-- Supplied passage --
- - - -

J-Live has been one of the hottest underground rap artists over the past few years. Now with his latest masterpiece “The Hear After”, J-Live gives us another well diversified classic jam-packed album with blazing hot lyrics and well produced tracks. Who is J-Live? Come find out!
Interview by Rob Schwartz

WHO?MAG: Your latest album, “The Hear After” has already opened to rave reviews. What makes this album different from previous J-Live albums?
J-Live: The fact that I don’t try to do the same thing on each album. I might have songs that touch on the same concept, but I go about it in a different way. Production wise, “All of the Above” had more of a jazz theme to it and this album I took in a different direction from that. It has some rock, a little bit of reggae, and a little more electronics in it. It also has some real musicians in it from Soulive. It also has a little crossover because I have been working with Dwele. Once you do one thing, you don’t want to repeat yourself.

WHO?MAG: What do you feel hip-hop is missing today?
J-Live: It’s not missing anything. You have a little bit of everything in there. From the party crunk music, the thought provoking music, the shake your ass songs, the sit down and think about songs. When I was growing up, there was more diversity with in each city. Like New York had a huge variety of sounds, but now when you look for the diversity in sounds, it’s more geographic. For example, Atlanta has developed a sound of their own with artist like T.I and Outkast blowing up out there. New Orleans has their own sound. Dallas and Houston have individual sounds. And out west they have there own sound with the whole Dr. Dre error. So there is still a lot of diversity in it, but it’s just seems more geographically than what everyone else was doing. Me, I just like to encompass what I like best about hip-hop universally. As a DJ, I get exposed to all those different flavors and I try to make the best of that. As a rhymesayer, I’m always going to sound like NY no matter what I’m doing. But musically I like the south. That’s why your going to hear a little bit of trendish music on this album, a little bit of rock on this album, some jazz, some soul, but primarily it’s all going to come out hip-hop when I get my hands on it.

WHO?MAG: In your opinion, what does term “underground hip-hop” mean?
J-Live: It means low budget really. The only reason someone stays underground is when people just don’t know about them. The only reason people don’t know about something is when there is not a lot of funding or marketing dollars. Once you break out of that obstacle, the sound might be considered underground, but the primary objective is to get out there & get your music known and on the airwaves and get it overground. A lot of times the people outside the economics of it look at it from a low-budget stand point doing with what they got making the best of what little they have and letting that talent out due a lot of people with money. From that prospective, I’m looking from getting out of the underground and getting recognized on a larger scale to a bigger audience. If I can do that without compromising my integrity or what is developed as my style, then I’ll be real happy where ever I go.

WHO?MAG: How did you go about getting your deal with Penalty and Rykodisc?

- - - -

-- Problem to work on --
Copy word for word the stretch of the J-Live interview above, between "Interview by Rob" and "to repeat yourself.", inclusive.

[Coordinate annotation entries]
- - - -

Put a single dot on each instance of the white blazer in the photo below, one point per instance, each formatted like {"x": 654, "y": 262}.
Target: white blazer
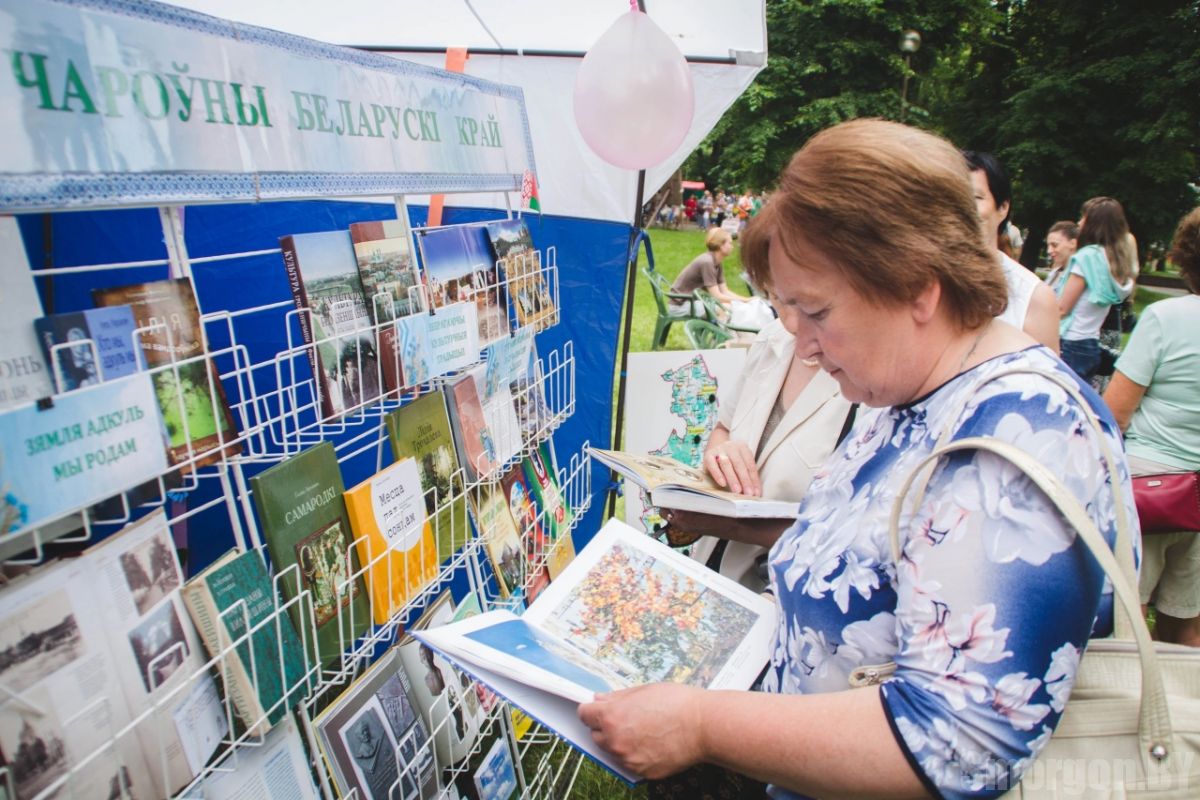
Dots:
{"x": 801, "y": 443}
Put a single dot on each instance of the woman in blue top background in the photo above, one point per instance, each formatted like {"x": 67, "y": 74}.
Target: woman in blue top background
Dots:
{"x": 989, "y": 607}
{"x": 1099, "y": 276}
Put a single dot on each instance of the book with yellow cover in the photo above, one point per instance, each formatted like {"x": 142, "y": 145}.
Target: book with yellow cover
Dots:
{"x": 393, "y": 535}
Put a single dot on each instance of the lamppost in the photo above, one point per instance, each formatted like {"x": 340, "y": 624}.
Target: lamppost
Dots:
{"x": 910, "y": 42}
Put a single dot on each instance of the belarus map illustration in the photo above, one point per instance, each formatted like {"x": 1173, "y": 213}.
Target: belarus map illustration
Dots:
{"x": 694, "y": 401}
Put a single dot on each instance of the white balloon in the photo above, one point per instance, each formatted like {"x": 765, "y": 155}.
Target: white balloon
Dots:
{"x": 634, "y": 97}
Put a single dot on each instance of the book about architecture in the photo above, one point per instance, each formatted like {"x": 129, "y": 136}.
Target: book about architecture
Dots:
{"x": 457, "y": 266}
{"x": 391, "y": 286}
{"x": 303, "y": 517}
{"x": 421, "y": 431}
{"x": 275, "y": 770}
{"x": 375, "y": 739}
{"x": 135, "y": 578}
{"x": 199, "y": 427}
{"x": 628, "y": 611}
{"x": 486, "y": 428}
{"x": 88, "y": 347}
{"x": 543, "y": 481}
{"x": 672, "y": 485}
{"x": 445, "y": 697}
{"x": 502, "y": 540}
{"x": 261, "y": 660}
{"x": 24, "y": 370}
{"x": 394, "y": 536}
{"x": 521, "y": 269}
{"x": 335, "y": 324}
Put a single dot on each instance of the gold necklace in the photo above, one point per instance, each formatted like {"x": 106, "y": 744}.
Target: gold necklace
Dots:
{"x": 973, "y": 347}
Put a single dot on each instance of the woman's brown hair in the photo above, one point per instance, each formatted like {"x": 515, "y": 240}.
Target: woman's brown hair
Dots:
{"x": 894, "y": 209}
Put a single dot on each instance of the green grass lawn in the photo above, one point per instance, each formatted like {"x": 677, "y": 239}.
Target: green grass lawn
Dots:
{"x": 673, "y": 250}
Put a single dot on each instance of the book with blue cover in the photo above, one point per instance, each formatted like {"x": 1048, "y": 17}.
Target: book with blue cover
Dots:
{"x": 99, "y": 344}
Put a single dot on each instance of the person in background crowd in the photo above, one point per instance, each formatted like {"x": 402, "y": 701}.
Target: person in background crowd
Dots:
{"x": 1155, "y": 396}
{"x": 1061, "y": 245}
{"x": 893, "y": 290}
{"x": 1031, "y": 304}
{"x": 1099, "y": 276}
{"x": 705, "y": 209}
{"x": 706, "y": 272}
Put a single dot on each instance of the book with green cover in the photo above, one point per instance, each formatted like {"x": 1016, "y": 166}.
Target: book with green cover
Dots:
{"x": 268, "y": 665}
{"x": 421, "y": 431}
{"x": 539, "y": 468}
{"x": 303, "y": 516}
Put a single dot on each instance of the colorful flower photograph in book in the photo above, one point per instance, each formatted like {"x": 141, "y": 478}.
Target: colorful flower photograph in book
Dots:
{"x": 649, "y": 623}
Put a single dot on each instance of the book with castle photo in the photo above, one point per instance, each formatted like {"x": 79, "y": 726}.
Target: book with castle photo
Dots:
{"x": 391, "y": 288}
{"x": 335, "y": 324}
{"x": 521, "y": 266}
{"x": 457, "y": 266}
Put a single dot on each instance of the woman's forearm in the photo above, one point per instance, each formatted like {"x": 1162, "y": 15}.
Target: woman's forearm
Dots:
{"x": 815, "y": 744}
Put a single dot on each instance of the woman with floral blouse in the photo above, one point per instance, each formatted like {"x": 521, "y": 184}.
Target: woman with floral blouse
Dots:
{"x": 879, "y": 258}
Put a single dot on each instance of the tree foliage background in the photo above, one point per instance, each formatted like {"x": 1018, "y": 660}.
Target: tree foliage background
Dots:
{"x": 1078, "y": 97}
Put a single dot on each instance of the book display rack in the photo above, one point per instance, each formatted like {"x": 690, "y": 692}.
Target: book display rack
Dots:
{"x": 126, "y": 672}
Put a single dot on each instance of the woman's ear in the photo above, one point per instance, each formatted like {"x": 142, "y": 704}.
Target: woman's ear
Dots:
{"x": 925, "y": 304}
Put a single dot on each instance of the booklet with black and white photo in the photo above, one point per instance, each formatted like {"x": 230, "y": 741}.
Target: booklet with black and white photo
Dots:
{"x": 628, "y": 611}
{"x": 672, "y": 485}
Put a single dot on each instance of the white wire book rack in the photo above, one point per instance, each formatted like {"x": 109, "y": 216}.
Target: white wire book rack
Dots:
{"x": 275, "y": 405}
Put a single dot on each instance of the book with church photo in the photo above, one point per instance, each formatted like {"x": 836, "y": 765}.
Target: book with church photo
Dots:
{"x": 457, "y": 266}
{"x": 628, "y": 611}
{"x": 672, "y": 485}
{"x": 391, "y": 288}
{"x": 334, "y": 320}
{"x": 521, "y": 266}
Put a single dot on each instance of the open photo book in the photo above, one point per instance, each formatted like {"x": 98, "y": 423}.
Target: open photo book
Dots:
{"x": 672, "y": 485}
{"x": 628, "y": 611}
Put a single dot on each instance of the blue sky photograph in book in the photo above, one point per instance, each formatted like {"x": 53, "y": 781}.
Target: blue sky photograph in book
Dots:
{"x": 90, "y": 346}
{"x": 649, "y": 623}
{"x": 341, "y": 325}
{"x": 522, "y": 642}
{"x": 457, "y": 266}
{"x": 496, "y": 777}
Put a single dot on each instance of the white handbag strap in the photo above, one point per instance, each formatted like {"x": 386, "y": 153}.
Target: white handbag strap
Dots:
{"x": 1122, "y": 625}
{"x": 1153, "y": 720}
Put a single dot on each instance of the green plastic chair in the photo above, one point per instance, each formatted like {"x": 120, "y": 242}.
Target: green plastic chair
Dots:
{"x": 714, "y": 312}
{"x": 703, "y": 335}
{"x": 663, "y": 296}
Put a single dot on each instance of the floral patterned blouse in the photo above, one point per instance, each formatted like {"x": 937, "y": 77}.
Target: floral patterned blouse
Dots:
{"x": 993, "y": 600}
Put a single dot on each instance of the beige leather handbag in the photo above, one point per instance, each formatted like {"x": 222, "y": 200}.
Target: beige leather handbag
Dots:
{"x": 1132, "y": 726}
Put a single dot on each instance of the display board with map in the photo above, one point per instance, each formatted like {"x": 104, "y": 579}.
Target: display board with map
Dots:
{"x": 678, "y": 397}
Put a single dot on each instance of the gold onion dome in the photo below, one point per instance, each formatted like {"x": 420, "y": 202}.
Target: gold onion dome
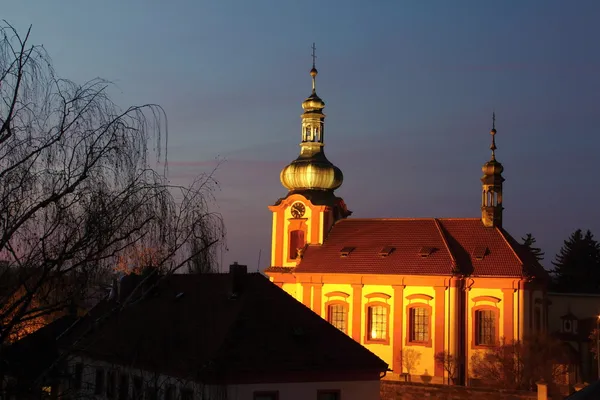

- - - -

-- Result below --
Interview by Rob Schwartz

WHO?MAG: Your latest album, “The Hear After” has already opened to rave reviews. What makes this album different from previous J-Live albums?
J-Live: The fact that I don’t try to do the same thing on each album. I might have songs that touch on the same concept, but I go about it in a different way. Production wise, “All of the Above” had more of a jazz theme to it and this album I took in a different direction from that. It has some rock, a little bit of reggae, and a little more electronics in it. It also has some real musicians in it from Soulive. It also has a little crossover because I have been working with Dwele. Once you do one thing, you don’t want to repeat yourself.